State how many lines in the rows below contain the string "white". Give only the number.

Region outline entries:
*****
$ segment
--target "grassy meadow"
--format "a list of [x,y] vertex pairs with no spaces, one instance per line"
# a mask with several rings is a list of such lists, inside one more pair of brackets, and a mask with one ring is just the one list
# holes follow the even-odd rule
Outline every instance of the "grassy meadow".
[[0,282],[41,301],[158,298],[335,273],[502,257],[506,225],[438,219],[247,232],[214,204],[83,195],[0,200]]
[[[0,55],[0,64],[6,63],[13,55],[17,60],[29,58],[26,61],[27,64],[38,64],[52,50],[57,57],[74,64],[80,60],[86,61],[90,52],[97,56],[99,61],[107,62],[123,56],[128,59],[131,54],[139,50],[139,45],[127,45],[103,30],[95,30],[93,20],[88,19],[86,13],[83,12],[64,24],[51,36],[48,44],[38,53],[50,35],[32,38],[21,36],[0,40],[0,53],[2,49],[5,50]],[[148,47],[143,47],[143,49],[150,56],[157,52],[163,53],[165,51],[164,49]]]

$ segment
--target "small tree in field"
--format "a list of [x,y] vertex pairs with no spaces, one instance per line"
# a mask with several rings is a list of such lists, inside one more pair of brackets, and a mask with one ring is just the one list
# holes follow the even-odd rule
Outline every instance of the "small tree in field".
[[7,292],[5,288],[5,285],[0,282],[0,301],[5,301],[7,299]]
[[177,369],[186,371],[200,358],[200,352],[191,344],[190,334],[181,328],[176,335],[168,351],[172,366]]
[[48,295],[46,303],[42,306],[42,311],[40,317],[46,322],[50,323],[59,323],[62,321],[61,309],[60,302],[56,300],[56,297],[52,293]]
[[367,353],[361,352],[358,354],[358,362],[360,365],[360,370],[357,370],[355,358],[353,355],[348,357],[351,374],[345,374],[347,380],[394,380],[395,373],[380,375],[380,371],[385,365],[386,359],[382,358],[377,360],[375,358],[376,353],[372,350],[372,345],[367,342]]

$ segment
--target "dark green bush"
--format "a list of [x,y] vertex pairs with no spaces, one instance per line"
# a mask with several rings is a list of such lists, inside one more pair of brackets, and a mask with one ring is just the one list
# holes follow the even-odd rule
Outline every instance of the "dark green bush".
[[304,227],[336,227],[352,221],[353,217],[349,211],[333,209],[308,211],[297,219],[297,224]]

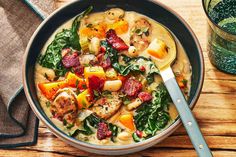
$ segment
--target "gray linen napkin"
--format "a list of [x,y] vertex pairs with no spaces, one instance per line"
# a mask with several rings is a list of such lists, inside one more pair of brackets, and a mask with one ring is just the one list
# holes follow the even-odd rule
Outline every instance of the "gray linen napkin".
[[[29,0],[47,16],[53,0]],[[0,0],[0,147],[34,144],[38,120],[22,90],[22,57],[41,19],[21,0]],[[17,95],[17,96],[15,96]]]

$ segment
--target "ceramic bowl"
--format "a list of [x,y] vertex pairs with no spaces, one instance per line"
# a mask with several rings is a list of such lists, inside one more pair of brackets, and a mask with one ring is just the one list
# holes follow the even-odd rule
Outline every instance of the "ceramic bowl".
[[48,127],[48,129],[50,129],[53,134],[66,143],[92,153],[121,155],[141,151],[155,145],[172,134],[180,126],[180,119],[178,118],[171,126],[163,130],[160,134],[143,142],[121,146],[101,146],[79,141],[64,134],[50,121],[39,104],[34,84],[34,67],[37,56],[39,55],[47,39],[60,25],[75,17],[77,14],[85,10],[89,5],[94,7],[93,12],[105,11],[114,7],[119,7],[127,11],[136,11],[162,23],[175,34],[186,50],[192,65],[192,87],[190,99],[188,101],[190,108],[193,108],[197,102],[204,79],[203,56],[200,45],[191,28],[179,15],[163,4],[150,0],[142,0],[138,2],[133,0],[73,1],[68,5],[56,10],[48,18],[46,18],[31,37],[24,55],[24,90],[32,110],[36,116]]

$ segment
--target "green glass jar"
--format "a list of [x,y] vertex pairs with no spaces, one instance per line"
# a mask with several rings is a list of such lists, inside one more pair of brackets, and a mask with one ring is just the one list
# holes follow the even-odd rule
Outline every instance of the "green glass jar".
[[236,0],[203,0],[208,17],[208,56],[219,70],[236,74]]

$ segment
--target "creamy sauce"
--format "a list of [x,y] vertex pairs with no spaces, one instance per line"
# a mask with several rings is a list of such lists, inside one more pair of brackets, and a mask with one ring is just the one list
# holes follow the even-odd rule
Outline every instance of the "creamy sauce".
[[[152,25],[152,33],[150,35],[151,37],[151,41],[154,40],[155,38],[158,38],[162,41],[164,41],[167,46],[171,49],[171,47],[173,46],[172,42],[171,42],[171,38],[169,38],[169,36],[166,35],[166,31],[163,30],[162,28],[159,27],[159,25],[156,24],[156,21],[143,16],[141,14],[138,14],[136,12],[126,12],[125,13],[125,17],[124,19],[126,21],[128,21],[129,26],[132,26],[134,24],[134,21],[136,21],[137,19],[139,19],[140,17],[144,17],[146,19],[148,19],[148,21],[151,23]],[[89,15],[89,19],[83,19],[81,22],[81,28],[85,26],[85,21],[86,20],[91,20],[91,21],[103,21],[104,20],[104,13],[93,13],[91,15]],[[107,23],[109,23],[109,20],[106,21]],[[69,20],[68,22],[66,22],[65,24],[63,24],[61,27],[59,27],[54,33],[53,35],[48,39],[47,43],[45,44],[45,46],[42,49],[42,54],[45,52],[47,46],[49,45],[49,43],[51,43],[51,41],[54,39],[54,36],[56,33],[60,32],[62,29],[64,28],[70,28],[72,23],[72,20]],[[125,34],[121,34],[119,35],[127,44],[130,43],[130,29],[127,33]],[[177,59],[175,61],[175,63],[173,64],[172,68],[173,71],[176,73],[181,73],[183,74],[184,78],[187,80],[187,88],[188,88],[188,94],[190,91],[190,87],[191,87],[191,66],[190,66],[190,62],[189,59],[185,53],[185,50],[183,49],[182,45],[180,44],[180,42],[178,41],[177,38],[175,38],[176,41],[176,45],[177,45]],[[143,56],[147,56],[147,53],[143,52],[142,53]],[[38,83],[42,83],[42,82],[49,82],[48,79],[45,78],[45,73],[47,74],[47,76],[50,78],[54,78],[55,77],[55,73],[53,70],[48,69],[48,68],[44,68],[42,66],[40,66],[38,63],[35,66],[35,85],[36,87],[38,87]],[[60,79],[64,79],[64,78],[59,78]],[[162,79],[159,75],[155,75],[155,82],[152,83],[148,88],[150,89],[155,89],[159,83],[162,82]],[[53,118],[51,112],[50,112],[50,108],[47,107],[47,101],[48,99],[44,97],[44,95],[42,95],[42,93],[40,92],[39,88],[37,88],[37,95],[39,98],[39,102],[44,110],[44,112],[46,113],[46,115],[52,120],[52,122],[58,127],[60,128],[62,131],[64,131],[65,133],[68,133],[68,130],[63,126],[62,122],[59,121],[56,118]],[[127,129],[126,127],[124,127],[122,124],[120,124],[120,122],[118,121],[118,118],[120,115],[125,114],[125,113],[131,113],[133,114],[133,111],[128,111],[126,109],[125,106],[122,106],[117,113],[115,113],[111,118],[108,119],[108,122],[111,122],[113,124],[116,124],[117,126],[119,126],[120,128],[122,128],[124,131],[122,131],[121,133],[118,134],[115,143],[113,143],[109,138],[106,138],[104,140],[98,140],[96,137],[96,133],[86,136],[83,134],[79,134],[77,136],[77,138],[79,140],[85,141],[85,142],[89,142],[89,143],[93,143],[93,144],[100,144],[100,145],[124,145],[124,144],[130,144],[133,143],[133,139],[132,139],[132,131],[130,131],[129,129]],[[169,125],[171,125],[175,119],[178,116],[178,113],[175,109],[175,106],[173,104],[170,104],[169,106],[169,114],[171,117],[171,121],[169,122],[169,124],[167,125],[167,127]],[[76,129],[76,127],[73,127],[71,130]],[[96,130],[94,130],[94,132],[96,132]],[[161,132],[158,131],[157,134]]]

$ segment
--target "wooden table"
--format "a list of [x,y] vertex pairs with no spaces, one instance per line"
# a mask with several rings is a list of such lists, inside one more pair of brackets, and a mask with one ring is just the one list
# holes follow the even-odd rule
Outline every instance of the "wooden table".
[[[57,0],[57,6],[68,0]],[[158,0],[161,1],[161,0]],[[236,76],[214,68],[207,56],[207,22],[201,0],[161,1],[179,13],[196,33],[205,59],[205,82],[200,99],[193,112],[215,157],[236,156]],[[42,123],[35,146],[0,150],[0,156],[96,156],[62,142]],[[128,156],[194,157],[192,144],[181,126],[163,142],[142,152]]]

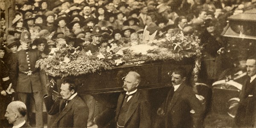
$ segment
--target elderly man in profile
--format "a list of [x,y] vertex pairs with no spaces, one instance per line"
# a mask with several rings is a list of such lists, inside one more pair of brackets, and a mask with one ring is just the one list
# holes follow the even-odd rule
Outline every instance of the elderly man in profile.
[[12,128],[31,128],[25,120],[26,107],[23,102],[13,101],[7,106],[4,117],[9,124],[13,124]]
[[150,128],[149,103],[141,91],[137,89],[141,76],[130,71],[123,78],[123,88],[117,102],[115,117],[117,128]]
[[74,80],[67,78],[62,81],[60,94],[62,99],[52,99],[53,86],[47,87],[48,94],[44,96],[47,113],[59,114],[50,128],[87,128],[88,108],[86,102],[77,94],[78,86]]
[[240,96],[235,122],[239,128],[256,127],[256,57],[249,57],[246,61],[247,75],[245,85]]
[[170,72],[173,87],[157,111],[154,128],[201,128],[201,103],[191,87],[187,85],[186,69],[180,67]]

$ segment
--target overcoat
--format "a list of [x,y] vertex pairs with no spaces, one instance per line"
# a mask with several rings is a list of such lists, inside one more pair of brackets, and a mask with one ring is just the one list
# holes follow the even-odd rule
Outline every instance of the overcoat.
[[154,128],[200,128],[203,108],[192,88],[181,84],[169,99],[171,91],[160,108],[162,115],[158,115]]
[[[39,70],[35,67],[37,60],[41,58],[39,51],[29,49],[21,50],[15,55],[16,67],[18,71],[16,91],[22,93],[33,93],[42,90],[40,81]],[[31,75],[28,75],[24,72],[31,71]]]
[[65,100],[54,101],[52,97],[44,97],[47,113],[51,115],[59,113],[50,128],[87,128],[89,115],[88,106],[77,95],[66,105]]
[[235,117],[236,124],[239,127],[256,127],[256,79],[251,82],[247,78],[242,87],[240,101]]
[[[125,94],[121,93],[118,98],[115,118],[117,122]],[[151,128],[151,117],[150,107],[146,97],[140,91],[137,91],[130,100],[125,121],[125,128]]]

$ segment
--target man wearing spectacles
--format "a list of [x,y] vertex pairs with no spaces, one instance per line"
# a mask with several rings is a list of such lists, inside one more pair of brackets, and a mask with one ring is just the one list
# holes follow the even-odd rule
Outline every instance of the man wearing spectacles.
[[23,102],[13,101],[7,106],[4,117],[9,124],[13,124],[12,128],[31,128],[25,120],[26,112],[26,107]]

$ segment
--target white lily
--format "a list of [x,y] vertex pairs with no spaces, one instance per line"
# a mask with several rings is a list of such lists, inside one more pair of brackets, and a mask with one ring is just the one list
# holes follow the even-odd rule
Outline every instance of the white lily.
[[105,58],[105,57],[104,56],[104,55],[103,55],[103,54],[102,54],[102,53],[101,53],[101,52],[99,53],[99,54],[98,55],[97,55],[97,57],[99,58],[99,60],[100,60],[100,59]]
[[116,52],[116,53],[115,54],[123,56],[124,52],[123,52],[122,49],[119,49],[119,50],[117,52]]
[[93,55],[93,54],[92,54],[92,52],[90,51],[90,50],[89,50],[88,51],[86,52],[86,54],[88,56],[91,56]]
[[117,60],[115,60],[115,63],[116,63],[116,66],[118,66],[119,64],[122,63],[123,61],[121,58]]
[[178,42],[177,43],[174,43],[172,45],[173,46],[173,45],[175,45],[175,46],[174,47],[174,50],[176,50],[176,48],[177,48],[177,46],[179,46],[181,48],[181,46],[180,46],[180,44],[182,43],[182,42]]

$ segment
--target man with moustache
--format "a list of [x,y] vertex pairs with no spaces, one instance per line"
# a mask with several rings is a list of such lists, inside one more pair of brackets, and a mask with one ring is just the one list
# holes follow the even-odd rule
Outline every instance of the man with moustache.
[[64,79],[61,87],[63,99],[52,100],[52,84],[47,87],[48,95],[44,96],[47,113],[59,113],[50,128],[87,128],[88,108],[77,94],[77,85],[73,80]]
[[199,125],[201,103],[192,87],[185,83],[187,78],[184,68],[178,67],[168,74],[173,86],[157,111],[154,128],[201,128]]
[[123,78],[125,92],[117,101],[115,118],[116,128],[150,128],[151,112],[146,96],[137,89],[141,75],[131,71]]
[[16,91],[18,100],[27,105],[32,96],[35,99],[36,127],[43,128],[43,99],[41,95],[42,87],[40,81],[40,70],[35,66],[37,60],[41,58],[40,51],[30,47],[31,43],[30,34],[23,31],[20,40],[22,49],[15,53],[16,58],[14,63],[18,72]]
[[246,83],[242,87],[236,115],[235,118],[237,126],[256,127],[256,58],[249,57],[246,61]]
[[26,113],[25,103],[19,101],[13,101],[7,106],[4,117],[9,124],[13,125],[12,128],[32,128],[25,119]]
*****
WRITTEN SOLUTION:
2